- **提示文**

- - - - -

一第11回 教育研究所シンポジウムのご案内一
 

 
今、 「教師」 を考える

 
いじめ・不登校をはじめ学級崩壊や中退問題など教育は危機的な状況にあるといわれ、 教師に対する批判も厳しいものがあります。 一方、 教育改革が進行するなか多様化と個性化をめざした学校づくりが企図されていますが、 教師たちからは会議や煩雑な業務に追われゆとりがなくなったとの訴えもあります。 さらに教員評価システムの導入や研修権の制限といった動きも生まれ、 教師は困惑しています。
  しかし、 自由でゆとりある教師のもとでこそ、 生徒たちはのびのびと学校生活をおくれるのではないのでしょうか。
  確かに教師も今まで通りではいかないということを知るべきかもしれません。 時代の変化にともなって教師の役割も変化しているようです。 こんな時代だからこそ教師の置かれている状況を分析し、 その 「仕事」 「役割」 を考えていきたいと思います。
  シンポジストのみならず、 フロアーからの意見も交えながら、 さまざまな観点で議論を深めたいと思います。 ふるってご参加下さい。

■ 日 時/2002年11月23日(土) 14時〜16時半 (13時半受付開始)
■ 会 場/横浜情報文化センター 6階 情文ホール
           (横浜市中区日本大通11 TEL 045-664-3737)

シンポジスト
 石井 小夜子 (弁護士)

- - - - -

- **課題一覧**
a – シンポジウムの案内文のうち、「今、 「教師」 を考える」から「石井 小夜子 (弁護士)」に至るまでの部分を、一字も変えずにすべて出力してください。
b – シンポジウムの案内文によれば、シンポジウムの会場はどこですか。
c – シンポジウムの案内文を、最後に示された行の続きから書き継いでください。

(位置ラベル付けデータ)
- - - - -

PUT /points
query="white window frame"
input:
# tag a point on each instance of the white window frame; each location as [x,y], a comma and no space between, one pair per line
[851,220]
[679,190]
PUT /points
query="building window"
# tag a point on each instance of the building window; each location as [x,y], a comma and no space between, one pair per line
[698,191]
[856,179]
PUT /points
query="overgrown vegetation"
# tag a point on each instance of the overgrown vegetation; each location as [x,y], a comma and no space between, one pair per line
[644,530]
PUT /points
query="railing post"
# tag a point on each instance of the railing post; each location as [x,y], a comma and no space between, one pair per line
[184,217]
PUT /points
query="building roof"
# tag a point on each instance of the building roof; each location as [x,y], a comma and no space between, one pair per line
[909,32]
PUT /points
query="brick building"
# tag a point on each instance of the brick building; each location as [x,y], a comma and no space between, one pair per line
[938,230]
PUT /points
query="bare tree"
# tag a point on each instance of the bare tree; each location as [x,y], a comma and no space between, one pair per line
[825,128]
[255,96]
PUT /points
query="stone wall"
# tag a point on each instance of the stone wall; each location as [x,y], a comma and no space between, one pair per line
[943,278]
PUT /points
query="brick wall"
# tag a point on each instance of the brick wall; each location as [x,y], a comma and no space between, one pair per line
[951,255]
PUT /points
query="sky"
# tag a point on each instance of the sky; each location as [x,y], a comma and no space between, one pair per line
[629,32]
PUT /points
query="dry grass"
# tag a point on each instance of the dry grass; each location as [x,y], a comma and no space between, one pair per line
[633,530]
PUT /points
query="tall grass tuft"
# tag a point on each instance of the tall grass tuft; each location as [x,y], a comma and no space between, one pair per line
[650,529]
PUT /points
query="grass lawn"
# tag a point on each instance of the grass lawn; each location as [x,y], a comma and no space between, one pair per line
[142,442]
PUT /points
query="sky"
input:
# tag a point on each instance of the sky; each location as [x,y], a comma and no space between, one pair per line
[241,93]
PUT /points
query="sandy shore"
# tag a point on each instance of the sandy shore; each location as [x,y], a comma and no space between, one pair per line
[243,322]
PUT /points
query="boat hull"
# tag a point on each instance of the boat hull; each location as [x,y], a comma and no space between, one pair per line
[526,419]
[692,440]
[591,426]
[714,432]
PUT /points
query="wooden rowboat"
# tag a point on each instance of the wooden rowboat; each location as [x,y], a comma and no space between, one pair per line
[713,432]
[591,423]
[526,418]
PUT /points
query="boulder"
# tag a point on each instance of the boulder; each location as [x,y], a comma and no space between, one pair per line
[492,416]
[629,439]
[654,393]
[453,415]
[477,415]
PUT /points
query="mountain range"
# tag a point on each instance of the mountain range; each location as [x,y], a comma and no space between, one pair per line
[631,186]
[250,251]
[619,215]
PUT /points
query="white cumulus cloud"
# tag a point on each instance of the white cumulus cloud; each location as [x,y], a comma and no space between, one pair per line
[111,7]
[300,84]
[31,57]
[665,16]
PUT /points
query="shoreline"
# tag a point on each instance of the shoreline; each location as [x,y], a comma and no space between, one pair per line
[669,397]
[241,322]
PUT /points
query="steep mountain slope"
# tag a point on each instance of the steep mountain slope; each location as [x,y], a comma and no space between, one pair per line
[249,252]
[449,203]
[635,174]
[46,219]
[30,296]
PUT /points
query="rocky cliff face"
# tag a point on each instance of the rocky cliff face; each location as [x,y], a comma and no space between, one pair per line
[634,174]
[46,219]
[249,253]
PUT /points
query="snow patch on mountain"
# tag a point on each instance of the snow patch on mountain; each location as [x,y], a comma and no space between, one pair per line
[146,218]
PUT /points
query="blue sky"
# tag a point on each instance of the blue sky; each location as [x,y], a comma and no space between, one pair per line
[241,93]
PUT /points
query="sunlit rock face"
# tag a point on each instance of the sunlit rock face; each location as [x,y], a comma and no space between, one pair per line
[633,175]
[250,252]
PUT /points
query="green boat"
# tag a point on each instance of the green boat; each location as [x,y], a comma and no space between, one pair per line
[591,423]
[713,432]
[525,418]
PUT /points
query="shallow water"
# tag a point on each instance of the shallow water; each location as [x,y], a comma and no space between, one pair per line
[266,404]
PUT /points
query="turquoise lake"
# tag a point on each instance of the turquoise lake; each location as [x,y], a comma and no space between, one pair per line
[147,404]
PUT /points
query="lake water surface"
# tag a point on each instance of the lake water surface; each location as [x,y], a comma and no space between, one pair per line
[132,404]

- - - - -

- **最終解答**
a –
今、 「教師」 を考える

 
いじめ・不登校をはじめ学級崩壊や中退問題など教育は危機的な状況にあるといわれ、 教師に対する批判も厳しいものがあります。 一方、 教育改革が進行するなか多様化と個性化をめざした学校づくりが企図されていますが、 教師たちからは会議や煩雑な業務に追われゆとりがなくなったとの訴えもあります。 さらに教員評価システムの導入や研修権の制限といった動きも生まれ、 教師は困惑しています。
  しかし、 自由でゆとりある教師のもとでこそ、 生徒たちはのびのびと学校生活をおくれるのではないのでしょうか。
  確かに教師も今まで通りではいかないということを知るべきかもしれません。 時代の変化にともなって教師の役割も変化しているようです。 こんな時代だからこそ教師の置かれている状況を分析し、 その 「仕事」 「役割」 を考えていきたいと思います。
  シンポジストのみならず、 フロアーからの意見も交えながら、 さまざまな観点で議論を深めたいと思います。 ふるってご参加下さい。

■ 日 時/2002年11月23日(土) 14時〜16時半 (13時半受付開始)
■ 会 場/横浜情報文化センター 6階 情文ホール
           (横浜市中区日本大通11 TEL 045-664-3737)

シンポジスト
 石井 小夜子 (弁護士)

b – 横浜情報文化センター6階の情文ホールです。

c –
 高橋 庄太郎 (朝日新聞記者)
 佐々木  賢 (専門学校講師・元高校教員)

コーディネーター
 金 沢 信 之 (教育研究所員)



シンポジストからの 発 信



教師はつながっているか
    弁 護 士 石井 小夜子


 過日ある中国帰国者の家を訪問した。 この家族の一人が夜間中学校に通っている。 「相談があるんですが」 と言う。 「午後5時半までに学校に来ないと学校に入れてくれない。 特に○○先生のときは厳しい。 でも勤務で遅れることがある。 どうしたらよいだろか」 というのであった。 夜間中学校には、 さまざまな理由で義務教育を終了していない人が、 学びを求めてくると思う。 日本語を学ぶために来る中国帰国者の人も多い。 でも、 働きながら学んでいるのだから、 時に時間に間に合わないこともあるだろう。 それを杓子定規に、 しかも遅刻したら教室に入れないということの冷たさに、 驚いたのだった。 この学校とは別の夜間中学校の教師をしている友人に確認したら、 当然ながら、 その学校ではそんなことはしていないという。 でも前述した学校のことは、 噂で聞いていたようだった。
 弁護士をしている関係で、 どうしても学校や教師とのトラブルについて相談されることが多い。 ここで挙げれば、 何頁使っても書ききれないほどである。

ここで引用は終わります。